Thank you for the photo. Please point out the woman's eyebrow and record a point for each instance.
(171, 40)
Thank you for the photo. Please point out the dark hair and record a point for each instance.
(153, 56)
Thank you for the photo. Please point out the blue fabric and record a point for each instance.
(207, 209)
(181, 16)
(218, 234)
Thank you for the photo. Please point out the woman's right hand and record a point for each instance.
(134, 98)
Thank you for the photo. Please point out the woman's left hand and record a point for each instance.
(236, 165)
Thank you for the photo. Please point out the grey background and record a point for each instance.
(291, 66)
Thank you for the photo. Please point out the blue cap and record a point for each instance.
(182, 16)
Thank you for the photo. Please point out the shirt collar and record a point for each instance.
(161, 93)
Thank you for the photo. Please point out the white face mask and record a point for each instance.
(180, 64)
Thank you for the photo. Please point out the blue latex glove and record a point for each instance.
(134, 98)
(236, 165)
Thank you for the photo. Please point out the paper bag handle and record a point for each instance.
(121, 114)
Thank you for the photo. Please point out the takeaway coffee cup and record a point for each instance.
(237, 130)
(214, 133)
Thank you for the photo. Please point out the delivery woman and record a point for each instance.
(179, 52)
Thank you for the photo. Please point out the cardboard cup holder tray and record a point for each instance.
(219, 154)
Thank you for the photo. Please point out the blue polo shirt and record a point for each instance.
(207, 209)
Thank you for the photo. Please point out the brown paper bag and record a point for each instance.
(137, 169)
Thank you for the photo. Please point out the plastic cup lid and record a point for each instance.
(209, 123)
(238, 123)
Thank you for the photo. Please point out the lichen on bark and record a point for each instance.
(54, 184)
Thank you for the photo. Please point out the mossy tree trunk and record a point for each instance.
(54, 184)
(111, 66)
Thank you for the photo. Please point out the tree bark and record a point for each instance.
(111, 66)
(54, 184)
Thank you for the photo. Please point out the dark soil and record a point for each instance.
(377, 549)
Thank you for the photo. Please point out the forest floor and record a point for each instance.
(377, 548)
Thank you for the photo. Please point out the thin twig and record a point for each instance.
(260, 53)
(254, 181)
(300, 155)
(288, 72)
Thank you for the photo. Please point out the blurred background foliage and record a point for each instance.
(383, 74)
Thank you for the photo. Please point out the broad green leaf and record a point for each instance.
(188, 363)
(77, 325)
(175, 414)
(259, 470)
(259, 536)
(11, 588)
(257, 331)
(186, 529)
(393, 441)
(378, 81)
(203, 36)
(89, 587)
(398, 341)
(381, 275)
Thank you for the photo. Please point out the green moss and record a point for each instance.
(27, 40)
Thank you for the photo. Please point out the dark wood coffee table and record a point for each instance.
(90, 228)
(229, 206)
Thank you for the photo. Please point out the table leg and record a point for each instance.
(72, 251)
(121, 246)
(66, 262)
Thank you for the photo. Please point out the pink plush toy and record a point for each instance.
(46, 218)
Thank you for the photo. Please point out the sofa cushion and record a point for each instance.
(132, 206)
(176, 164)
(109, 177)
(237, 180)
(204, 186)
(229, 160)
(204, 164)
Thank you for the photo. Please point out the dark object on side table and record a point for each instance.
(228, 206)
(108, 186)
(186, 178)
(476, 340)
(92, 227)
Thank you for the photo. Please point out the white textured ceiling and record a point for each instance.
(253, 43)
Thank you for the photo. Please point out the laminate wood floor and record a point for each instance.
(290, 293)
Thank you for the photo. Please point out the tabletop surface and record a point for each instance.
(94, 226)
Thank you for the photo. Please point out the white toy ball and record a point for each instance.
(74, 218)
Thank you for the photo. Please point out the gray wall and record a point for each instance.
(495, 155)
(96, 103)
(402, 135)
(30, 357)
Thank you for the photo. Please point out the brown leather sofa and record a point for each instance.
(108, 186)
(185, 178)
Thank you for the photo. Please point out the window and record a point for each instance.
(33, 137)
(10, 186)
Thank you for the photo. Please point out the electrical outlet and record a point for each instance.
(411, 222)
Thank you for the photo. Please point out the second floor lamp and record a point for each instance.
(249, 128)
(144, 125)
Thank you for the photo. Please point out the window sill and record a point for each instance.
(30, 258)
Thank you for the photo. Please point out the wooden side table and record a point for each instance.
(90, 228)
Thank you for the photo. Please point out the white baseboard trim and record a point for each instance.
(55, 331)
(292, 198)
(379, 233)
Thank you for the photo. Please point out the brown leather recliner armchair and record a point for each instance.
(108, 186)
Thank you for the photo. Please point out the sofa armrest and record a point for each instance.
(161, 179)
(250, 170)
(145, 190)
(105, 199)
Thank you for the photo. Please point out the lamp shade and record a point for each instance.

⁂

_What you are asked to do:_
Format all of the records above as a numbered list, omitting any blank lines.

_Solution to the exercise:_
1. Thank you for the photo. Please point out the woman's eyebrow and record a point for each instance.
2. (171, 40)
3. Thank you for the photo. Please point out the dark hair and record a point for each instance.
4. (153, 56)
5. Thank you for the photo. Please point out the blue fabric and record a point for each instance.
6. (207, 209)
7. (181, 16)
8. (218, 234)
9. Thank you for the photo. Please point out the woman's right hand and record a point for each instance.
10. (134, 98)
11. Thank you for the photo. Please point out the woman's left hand and record a point for each instance.
12. (236, 165)
13. Thank you for the photo. Please point out the grey background and record a point for each instance.
14. (291, 66)
15. Thank you for the photo. Please point out the blue cap and record a point for each instance.
16. (182, 16)
17. Thank you for the photo. Please point out the shirt collar and record a point for each instance.
18. (161, 93)
19. Thank you for the photo. Please point out the white face mask and record a point for each instance.
20. (180, 64)
21. Thank you for the photo. Please point out the blue latex glove and record a point for each instance.
22. (134, 98)
23. (236, 165)
24. Thank you for the photo. Please point out the paper bag handle and record a point for each instance.
25. (121, 114)
26. Thank you for the photo. Please point out the takeaway coffee cup and record a point for each instance.
27. (237, 130)
28. (214, 133)
29. Thank you for the photo. Please point out the delivery woman and record a point for each instance.
30. (179, 52)
31. Thank you for the photo. Please point out the cardboard cup holder tray and record a point for each instance.
32. (219, 154)
33. Thank you for the photo. Please point out the blue polo shirt and record a point for each instance.
34. (207, 209)
35. Thank you for the photo. Please point out the brown paper bag and record a point for each instance.
36. (137, 169)
37. Thank you for the photo. Please point out the plastic cup lid and record a point for each instance.
38. (209, 123)
39. (238, 123)
40. Thank you for the photo. Please point out the lichen on bark and record a point for each instance.
41. (54, 184)
42. Thank you for the photo. Please point out the mossy tree trunk and record a point for each instance.
43. (54, 184)
44. (111, 66)
45. Thank you for the photo. Please point out the tree bark and record a point for each instance.
46. (111, 66)
47. (54, 184)
48. Thank you for the photo. Please point out the dark soil and record a point for each instance.
49. (377, 549)
50. Thank you for the photo. Please point out the forest floor and record a point for each instance.
51. (377, 548)
52. Thank you for the photo. Please point out the thin twig and record a point for each instance.
53. (260, 53)
54. (254, 181)
55. (300, 155)
56. (288, 72)
57. Thank you for the photo. Please point out the blurred background foliage and record a point for each instance.
58. (383, 74)
59. Thank you for the photo. Please point out the broad green leaf and record a point for each instance.
60. (188, 363)
61. (77, 325)
62. (175, 414)
63. (259, 470)
64. (259, 536)
65. (11, 588)
66. (257, 331)
67. (186, 529)
68. (393, 441)
69. (378, 81)
70. (203, 36)
71. (89, 587)
72. (398, 341)
73. (381, 275)
74. Thank you for the photo. Please point out the green moss and record a point for each instance.
75. (27, 40)
76. Thank you for the photo. Please point out the dark wood coffee table and record a point for each instance.
77. (90, 228)
78. (229, 206)
79. Thank you for the photo. Please point out the table leg and record a point for each instance.
80. (72, 251)
81. (121, 246)
82. (66, 262)
83. Thank you for the photo. Please point out the pink plush toy and record a point for each instance.
84. (46, 218)
85. Thank you for the photo. Please point out the sofa cushion and record a point for each instance.
86. (132, 206)
87. (176, 164)
88. (109, 177)
89. (237, 180)
90. (204, 186)
91. (229, 160)
92. (204, 164)
93. Thank you for the photo. Please point out the dark object on side table and record a point for each instance.
94. (228, 206)
95. (108, 186)
96. (186, 178)
97. (476, 340)
98. (92, 227)
99. Thank you for the photo. Please point out the white textured ceiling and record a point for each instance.
100. (253, 43)
101. Thank you for the photo. Please point out the laminate wood floor and record a point for each instance.
102. (290, 293)
103. Thank you for the photo. Please point out the tabletop surface and record a point for each instance.
104. (94, 226)
105. Thank you for the photo. Please point out the white toy ball and record a point for each instance.
106. (74, 218)
107. Thank you for the photo. Please point out the gray wall and record a point for each instance.
108. (495, 155)
109. (96, 103)
110. (402, 135)
111. (30, 357)
112. Thank you for the photo. Please point out the brown leather sofa and record a point for each instance.
113. (108, 186)
114. (185, 178)
115. Thank you for the photo. Please point out the window and record a point for each instance.
116. (33, 137)
117. (10, 186)
118. Thank you for the photo. Please point out the electrical outlet and record a point for each instance.
119. (411, 222)
120. Thank you for the photo. Please point out the second floor lamp and record a point for each instance.
121. (249, 128)
122. (144, 125)
123. Thank you for the photo. Please point out the window sill and record a point for each instance.
124. (30, 258)
125. Thank you for the photo. Please point out the wooden side table and record a point for each instance.
126. (90, 228)
127. Thank you for the photo. Please point out the white baseboard trim and record a point for each instance.
128. (55, 331)
129. (292, 198)
130. (379, 233)
131. Thank you for the photo. Please point out the brown leather recliner armchair and record a point for each instance.
132. (108, 186)
133. Thank you for the photo. Please point out the sofa armrest and record a point for each instance.
134. (161, 179)
135. (250, 170)
136. (145, 190)
137. (105, 199)
138. Thank you for the photo. Please point out the lamp shade and record a point for each instance.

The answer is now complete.